[Stored records]
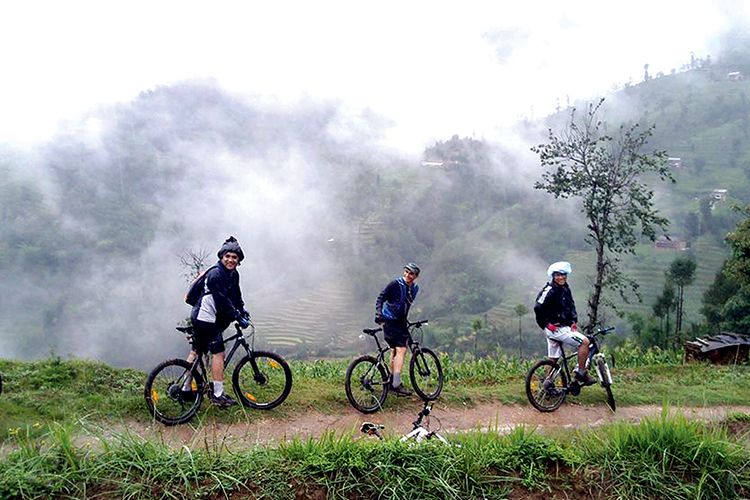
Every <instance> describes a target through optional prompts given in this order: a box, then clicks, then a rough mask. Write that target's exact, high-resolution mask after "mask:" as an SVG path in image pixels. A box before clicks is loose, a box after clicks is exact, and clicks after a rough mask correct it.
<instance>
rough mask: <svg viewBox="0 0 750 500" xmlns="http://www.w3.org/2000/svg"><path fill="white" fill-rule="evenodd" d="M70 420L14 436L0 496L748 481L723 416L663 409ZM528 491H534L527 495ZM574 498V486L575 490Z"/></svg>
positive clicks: (233, 496) (713, 486)
mask: <svg viewBox="0 0 750 500" xmlns="http://www.w3.org/2000/svg"><path fill="white" fill-rule="evenodd" d="M72 432H73V429H71V428H70V427H66V426H63V425H60V424H57V423H55V424H50V425H48V426H46V427H45V430H44V432H43V433H42V435H41V436H39V437H37V438H34V437H32V436H28V435H26V434H18V435H16V436H14V437H13V438H12V439H13V445H14V450H13V451H11V452H10V453H8V454H7V455H6V456H5V457H4V458H3V459H2V460H0V498H23V499H37V498H39V499H41V498H50V497H53V498H97V499H104V500H107V499H114V498H118V499H119V498H130V499H146V498H148V499H152V498H153V499H162V498H163V499H167V498H254V499H255V498H257V499H260V498H269V499H270V498H273V499H282V500H283V499H294V498H321V499H322V498H354V499H367V498H378V499H403V498H419V499H464V498H486V499H498V500H499V499H504V498H508V497H509V496H511V495H512V497H515V498H526V496H524V495H531V494H539V495H542V496H544V497H547V498H551V497H553V495H555V494H556V495H558V496H557V497H558V498H562V497H563V495H570V494H571V492H572V493H573V494H574V493H576V492H578V493H579V494H580V496H582V497H585V498H629V499H630V498H632V499H650V498H670V499H673V500H682V499H698V498H700V499H734V498H743V497H745V496H746V495H747V494H748V493H749V492H750V489H749V488H750V474H749V473H748V471H749V469H748V465H749V464H750V451H748V448H747V447H746V446H745V445H744V444H743V442H740V441H737V440H736V439H734V438H732V437H730V436H729V435H728V434H727V433H726V432H725V431H724V430H723V428H722V427H721V426H715V427H711V428H707V427H706V425H705V424H703V423H700V422H690V421H688V420H686V419H685V418H684V417H681V416H679V415H677V416H670V414H669V413H668V411H667V410H666V409H665V411H664V413H663V414H662V416H661V418H656V419H651V420H645V421H643V422H642V423H640V424H638V425H630V424H614V425H608V426H604V427H601V428H598V429H597V431H596V432H591V431H590V430H588V431H572V432H568V433H566V434H561V435H558V436H555V437H551V436H544V435H540V434H537V433H535V432H534V431H533V429H528V428H523V427H520V428H517V429H515V430H514V431H513V432H511V433H510V434H507V435H500V434H498V433H497V432H487V433H482V432H472V433H468V434H464V435H461V436H455V437H453V439H452V440H451V444H452V446H444V445H441V444H440V443H437V442H433V441H428V442H424V443H422V444H420V445H410V444H406V443H401V442H399V441H398V440H396V439H386V440H385V441H377V440H369V439H367V438H359V439H357V438H354V437H353V436H351V435H348V434H327V435H325V436H323V437H322V438H320V439H308V440H299V439H297V440H293V441H292V442H289V443H286V444H282V445H280V446H279V447H277V448H248V449H242V450H230V449H227V448H226V447H224V446H223V445H222V444H214V445H208V444H205V443H203V444H202V443H189V445H185V446H183V447H182V448H179V449H173V448H170V447H168V446H166V445H165V444H163V443H159V442H154V441H147V440H144V439H142V438H139V437H137V436H133V435H131V434H128V433H124V434H118V435H114V436H110V437H102V436H101V435H96V434H94V437H96V438H97V439H98V442H99V443H100V445H99V446H97V447H87V446H82V447H76V446H74V445H73V444H72ZM533 498H537V496H534V497H533ZM572 498H576V496H572Z"/></svg>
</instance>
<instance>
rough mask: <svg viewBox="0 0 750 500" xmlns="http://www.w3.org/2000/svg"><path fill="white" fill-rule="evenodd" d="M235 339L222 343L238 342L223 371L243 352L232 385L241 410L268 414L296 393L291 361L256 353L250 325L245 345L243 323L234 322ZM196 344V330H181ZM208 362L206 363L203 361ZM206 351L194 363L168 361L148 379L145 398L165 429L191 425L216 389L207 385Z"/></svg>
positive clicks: (148, 403) (182, 360)
mask: <svg viewBox="0 0 750 500" xmlns="http://www.w3.org/2000/svg"><path fill="white" fill-rule="evenodd" d="M234 327H235V329H236V330H237V331H236V333H235V334H234V335H232V336H231V337H229V338H226V339H224V340H223V342H224V344H225V345H226V344H228V343H229V342H231V341H233V340H234V345H232V348H231V349H230V350H229V352H228V353H227V354H226V356H225V358H224V368H225V369H226V367H227V366H229V362H230V361H231V359H232V357H233V356H234V355H235V353H236V352H237V351H238V350H239V349H240V348H242V349H244V351H245V356H244V357H243V358H242V359H240V361H239V362H238V363H237V365H236V366H235V367H234V371H233V372H232V387H233V388H234V392H235V393H236V394H237V398H238V399H239V400H240V402H241V403H242V404H243V406H246V407H249V408H255V409H259V410H269V409H271V408H275V407H276V406H278V405H280V404H281V403H282V402H283V401H284V400H285V399H286V398H287V396H289V392H290V391H291V390H292V371H291V369H290V368H289V365H288V364H287V362H286V361H285V360H284V358H282V357H281V356H280V355H278V354H276V353H274V352H267V351H256V350H255V349H254V342H255V325H253V323H252V322H250V328H251V331H250V334H249V335H248V337H250V339H251V343H248V342H247V339H246V338H245V335H244V333H243V331H242V328H241V327H240V325H239V323H235V324H234ZM177 331H179V332H182V333H184V334H185V335H186V336H187V339H188V341H189V342H190V343H191V344H193V338H194V335H195V332H194V330H193V327H192V326H185V327H181V326H178V327H177ZM204 358H205V361H204ZM206 366H210V365H209V363H208V352H199V353H198V356H197V357H196V358H195V360H193V362H192V363H189V362H187V361H186V360H184V359H179V358H177V359H170V360H167V361H164V362H163V363H161V364H160V365H158V366H157V367H156V368H154V369H153V370H152V371H151V373H150V374H149V376H148V378H147V379H146V387H145V391H144V396H145V398H146V407H147V408H148V412H149V413H150V414H151V415H152V416H153V417H154V418H155V419H156V420H158V421H159V422H161V423H163V424H165V425H177V424H184V423H185V422H188V421H189V420H190V419H191V418H193V416H194V415H195V414H196V413H197V412H198V410H199V409H200V407H201V403H202V402H203V397H204V395H206V394H207V393H208V392H209V391H210V390H212V385H213V384H212V383H209V382H208V372H207V371H206Z"/></svg>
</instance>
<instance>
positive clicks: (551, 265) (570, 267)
mask: <svg viewBox="0 0 750 500" xmlns="http://www.w3.org/2000/svg"><path fill="white" fill-rule="evenodd" d="M572 272H573V266H571V265H570V262H565V261H560V262H555V263H554V264H551V265H550V266H549V267H548V268H547V276H549V278H550V279H552V275H553V274H555V273H560V274H570V273H572Z"/></svg>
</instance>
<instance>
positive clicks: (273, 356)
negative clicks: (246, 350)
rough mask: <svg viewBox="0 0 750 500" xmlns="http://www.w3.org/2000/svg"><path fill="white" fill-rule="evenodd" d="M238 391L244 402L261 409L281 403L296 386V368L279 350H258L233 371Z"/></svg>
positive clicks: (276, 405)
mask: <svg viewBox="0 0 750 500" xmlns="http://www.w3.org/2000/svg"><path fill="white" fill-rule="evenodd" d="M232 386H233V387H234V392H235V393H236V394H237V397H238V398H239V399H240V401H241V402H242V404H243V405H245V406H248V407H250V408H255V409H258V410H270V409H271V408H275V407H277V406H279V405H280V404H281V403H283V402H284V400H285V399H286V398H287V396H289V393H290V392H291V390H292V370H291V369H290V368H289V364H287V362H286V361H285V360H284V358H282V357H281V356H280V355H278V354H276V353H275V352H266V351H254V352H252V353H251V354H250V355H249V356H245V357H244V358H242V360H241V361H240V362H239V363H237V366H236V367H235V369H234V372H232Z"/></svg>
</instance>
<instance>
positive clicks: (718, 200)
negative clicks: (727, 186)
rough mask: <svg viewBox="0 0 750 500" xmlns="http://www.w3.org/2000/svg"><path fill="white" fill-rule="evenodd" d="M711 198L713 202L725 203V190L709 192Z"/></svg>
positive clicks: (726, 195)
mask: <svg viewBox="0 0 750 500" xmlns="http://www.w3.org/2000/svg"><path fill="white" fill-rule="evenodd" d="M711 198H713V199H714V200H715V201H727V190H726V189H714V190H713V191H711Z"/></svg>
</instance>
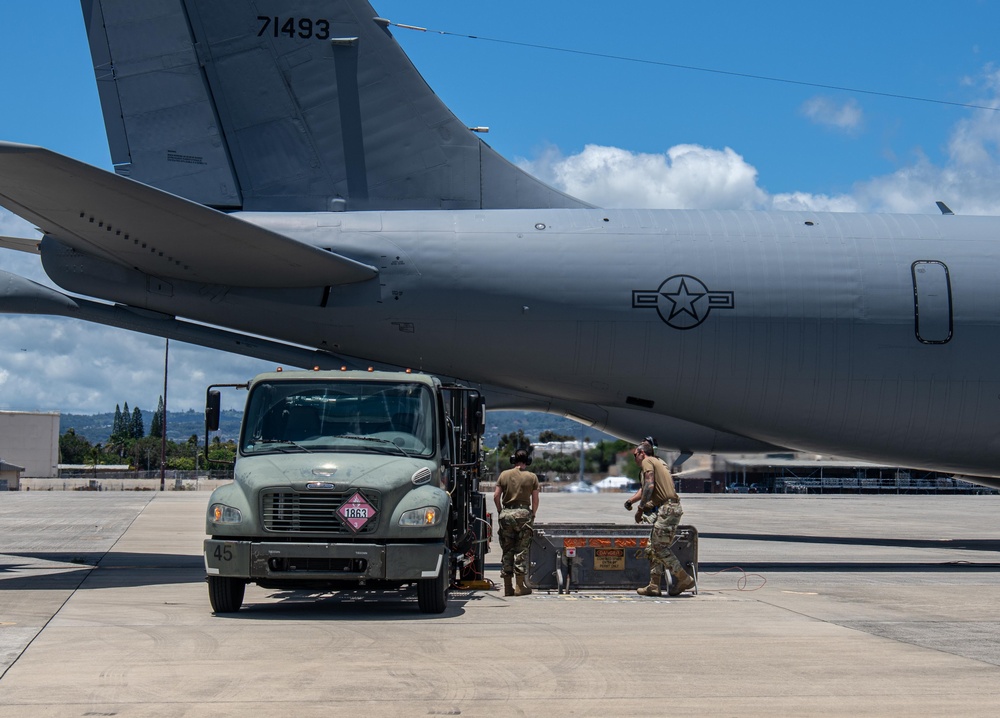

_ACTION ITEM_.
Reproduce everything from the start of the rows down to the line containing "positive clicks: (233, 496) (713, 486)", including that line. Leave the pictures out of your answer.

_SOLUTION TO THIS PROBLEM_.
Every <instance> describes a target through optional prompts given in this order: a box, then clicks, then a rough mask. Write that target's exact, high-resolution mask after "mask:" as an SVG path in image pixels. A box before clicks is loose, a box after clicks is exact, and clicks after a rough mask correct it.
<instance>
rough mask: <svg viewBox="0 0 750 500" xmlns="http://www.w3.org/2000/svg"><path fill="white" fill-rule="evenodd" d="M70 420L14 436L0 496L748 481L723 416L663 409ZM528 491H534L527 495ZM574 498V486L575 490Z"/></svg>
positive clicks: (233, 496) (713, 486)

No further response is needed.